Goal: Lay out the material below as a numbered list with one line per entry, dropping any blank lines. Leave the pictures out of your answer.

Provided entries:

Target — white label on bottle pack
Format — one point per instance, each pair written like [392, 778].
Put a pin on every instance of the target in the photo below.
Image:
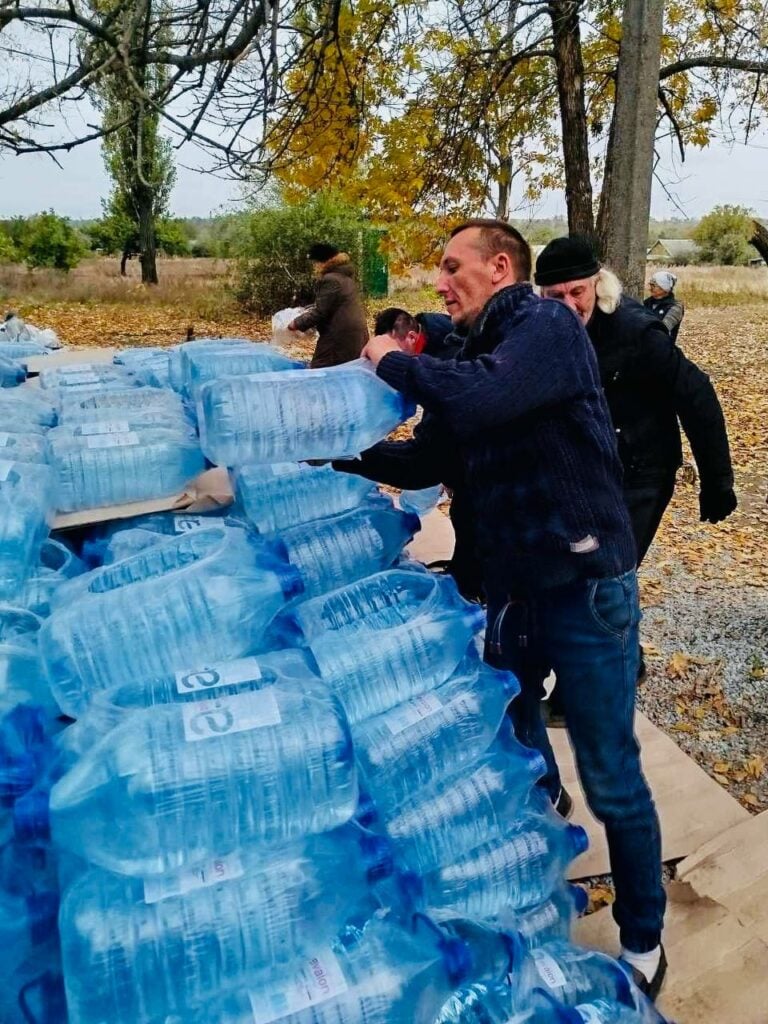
[318, 979]
[225, 715]
[186, 523]
[591, 1014]
[225, 674]
[549, 970]
[113, 440]
[415, 711]
[74, 370]
[210, 873]
[105, 427]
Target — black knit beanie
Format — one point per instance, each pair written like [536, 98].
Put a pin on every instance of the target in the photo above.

Exercise solution:
1. Target — white label on bottle pack
2. Format — one point per instance, each pair written like [392, 778].
3. Put a pin on every instance of the target in the photo below.
4. Image:
5. [318, 979]
6. [225, 715]
7. [186, 523]
8. [591, 1014]
9. [225, 674]
10. [549, 970]
11. [113, 440]
12. [415, 711]
13. [74, 370]
14. [210, 873]
15. [105, 427]
16. Target — black knit beanie
17. Format — one point per instance, each pair written like [536, 98].
18. Put a pin on every instance of the target in the photo above.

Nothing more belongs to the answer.